> 文書の抜粋
企業が営業活動を行う上で、ターゲットとなる顧客のニーズを理解することは非常に重要です。顧客のニーズにあった製品やサービスを提供し、顧客と良好な関係を長期的に継続することができれば、ビジネスのスケールは大きく拡がるでしょう。
そこでポイントとなるのが「顧客管理」です。顧客管理とは、顧客の属性や趣向、過去のマーケティングキャンペーンに対する反応、購買履歴などといった、顧客の多面的な情報を一元管理することを指します。
この記事では、マーケティング効果や営業効率の向上に有益な「顧客管理」の目的と方法、実施前に確認しておきたいポイントについて説明します。
目次
顧客管理の目的
マーケティングや営業活動における顧客管理の主な目的は、個々の顧客のニーズを深く把握し、長期的なスパンで良好な関係性を構築・維持することで、LTV(※)を最大化させることです。

> 取り組む課題
1. 顧客管理に関する文章のうち、「企業が営業活動を行う上で、タ」を含む箇所から始めて「で、LTV(※)を最大化させることです。」の後で終わる部分を、そのまま書き写してもらえますか？
2. 顧客管理に関する文章を、最後の文の後から書き継いでもらえますか？
次に続く行は、この文章とは別の出典のものです。

> データの行
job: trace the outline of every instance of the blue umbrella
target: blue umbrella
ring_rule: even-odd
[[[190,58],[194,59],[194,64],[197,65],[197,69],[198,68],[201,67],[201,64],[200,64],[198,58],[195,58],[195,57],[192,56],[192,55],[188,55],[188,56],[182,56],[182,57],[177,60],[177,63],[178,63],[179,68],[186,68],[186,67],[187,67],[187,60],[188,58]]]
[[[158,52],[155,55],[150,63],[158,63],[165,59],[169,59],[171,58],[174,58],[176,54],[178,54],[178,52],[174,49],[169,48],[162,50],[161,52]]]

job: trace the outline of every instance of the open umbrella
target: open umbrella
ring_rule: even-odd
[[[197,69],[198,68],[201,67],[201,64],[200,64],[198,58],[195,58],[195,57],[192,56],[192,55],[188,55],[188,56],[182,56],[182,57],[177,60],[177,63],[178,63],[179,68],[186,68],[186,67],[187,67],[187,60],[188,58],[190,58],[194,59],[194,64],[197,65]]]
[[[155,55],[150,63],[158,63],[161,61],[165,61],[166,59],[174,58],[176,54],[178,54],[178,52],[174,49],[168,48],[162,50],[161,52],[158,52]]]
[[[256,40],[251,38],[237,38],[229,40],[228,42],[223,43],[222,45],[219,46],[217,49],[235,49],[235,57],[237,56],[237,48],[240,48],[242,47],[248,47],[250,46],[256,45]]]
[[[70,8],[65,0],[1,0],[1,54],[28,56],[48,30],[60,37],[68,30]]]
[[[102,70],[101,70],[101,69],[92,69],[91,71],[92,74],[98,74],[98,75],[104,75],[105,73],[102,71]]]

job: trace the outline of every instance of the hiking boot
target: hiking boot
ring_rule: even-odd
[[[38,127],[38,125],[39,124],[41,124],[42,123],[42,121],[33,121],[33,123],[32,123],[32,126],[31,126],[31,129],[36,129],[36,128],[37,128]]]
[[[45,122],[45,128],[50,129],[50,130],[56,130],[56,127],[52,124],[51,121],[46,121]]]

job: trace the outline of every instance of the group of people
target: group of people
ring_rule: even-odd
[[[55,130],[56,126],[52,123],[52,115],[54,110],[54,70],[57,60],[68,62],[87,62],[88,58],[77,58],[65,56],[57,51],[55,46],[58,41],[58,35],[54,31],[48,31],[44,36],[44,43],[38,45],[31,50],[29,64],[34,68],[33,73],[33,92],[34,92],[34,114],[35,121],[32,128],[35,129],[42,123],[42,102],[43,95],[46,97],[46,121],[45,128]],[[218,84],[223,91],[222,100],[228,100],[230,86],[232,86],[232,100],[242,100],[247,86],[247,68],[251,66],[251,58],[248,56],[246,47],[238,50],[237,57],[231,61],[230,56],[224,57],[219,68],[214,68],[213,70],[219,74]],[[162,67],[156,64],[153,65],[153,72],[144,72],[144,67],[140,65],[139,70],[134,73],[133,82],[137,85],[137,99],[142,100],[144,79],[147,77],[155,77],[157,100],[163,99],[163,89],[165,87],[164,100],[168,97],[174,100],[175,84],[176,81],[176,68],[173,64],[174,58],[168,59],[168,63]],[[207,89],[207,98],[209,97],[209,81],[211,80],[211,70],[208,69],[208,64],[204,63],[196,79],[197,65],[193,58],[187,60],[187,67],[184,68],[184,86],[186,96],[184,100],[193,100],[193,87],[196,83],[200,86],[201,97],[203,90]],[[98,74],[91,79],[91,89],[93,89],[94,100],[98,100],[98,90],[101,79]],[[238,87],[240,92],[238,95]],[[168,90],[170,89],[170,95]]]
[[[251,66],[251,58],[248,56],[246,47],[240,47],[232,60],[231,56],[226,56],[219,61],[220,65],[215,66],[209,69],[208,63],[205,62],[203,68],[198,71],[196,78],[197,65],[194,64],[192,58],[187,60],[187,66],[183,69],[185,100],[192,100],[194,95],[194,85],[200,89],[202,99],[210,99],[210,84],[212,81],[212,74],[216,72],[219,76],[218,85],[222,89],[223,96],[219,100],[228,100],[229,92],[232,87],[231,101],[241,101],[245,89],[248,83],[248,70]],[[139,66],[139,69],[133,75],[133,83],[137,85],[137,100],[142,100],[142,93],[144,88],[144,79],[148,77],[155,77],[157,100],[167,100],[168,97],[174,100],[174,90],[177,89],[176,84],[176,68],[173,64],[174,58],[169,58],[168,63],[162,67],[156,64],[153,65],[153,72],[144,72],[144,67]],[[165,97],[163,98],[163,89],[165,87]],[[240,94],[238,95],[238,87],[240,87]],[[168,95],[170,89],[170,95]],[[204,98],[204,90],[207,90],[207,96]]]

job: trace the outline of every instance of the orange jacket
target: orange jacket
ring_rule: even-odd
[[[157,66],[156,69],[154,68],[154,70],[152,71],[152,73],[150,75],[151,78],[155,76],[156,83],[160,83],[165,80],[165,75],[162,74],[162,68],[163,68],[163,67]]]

> 課題ごとの結果
1.
企業が営業活動を行う上で、ターゲットとなる顧客のニーズを理解することは非常に重要です。顧客のニーズにあった製品やサービスを提供し、顧客と良好な関係を長期的に継続することができれば、ビジネスのスケールは大きく拡がるでしょう。
そこでポイントとなるのが「顧客管理」です。顧客管理とは、顧客の属性や趣向、過去のマーケティングキャンペーンに対する反応、購買履歴などといった、顧客の多面的な情報を一元管理することを指します。
この記事では、マーケティング効果や営業効率の向上に有益な「顧客管理」の目的と方法、実施前に確認しておきたいポイントについて説明します。
目次
顧客管理の目的
マーケティングや営業活動における顧客管理の主な目的は、個々の顧客のニーズを深く把握し、長期的なスパンで良好な関係性を構築・維持することで、LTV(※)を最大化させることです。

2.
※LTV(LIfe Time Value/ライフタイムバリュー):顧客が一定期間内に、その企業の商品やサービスを購入した金額の合計のこと。CRMの重要指標の一つ。LTVについての詳しい記事はこちらをお読みください。
LTV(Life Time Value)とは? その意味、算出方法について、わかりやすく解説 します。
顧客管理が重視される背景
近年、企業において顧客管理が重視されるようになった理由には、顧客の購買行動のパターンの変化や、ITの発達により様々なデータベースツールが台頭したことなどが挙げられます。
かつては、大規模な広告などを打ち出し、自社や製品・サービスの認知度を高めるだけで、顧客が継続的に購入してくれる時代がありました。当時はそれだけで、費用対効果を十分に見込めたのです。
しかし、インターネットの普及とともに情報源は多岐に渡るようになり、購買前に顧客が自発的に情報を集め、比較することが可能になりました。実際の購入の場面においても、顧客が営業担当者と話すタイミングで、すでに他社の製品やサービスの情報まで持ち合わせているようなケースも珍しくなくなりました。つまり顧客が購買に至るハードルは、だんだんと高くなってきたのです。製品やサービスの単価が高額なBtoB領域においてはなおさら、これまでの広告に頼った営業活動が通用しなくなるのは言うまでもありません。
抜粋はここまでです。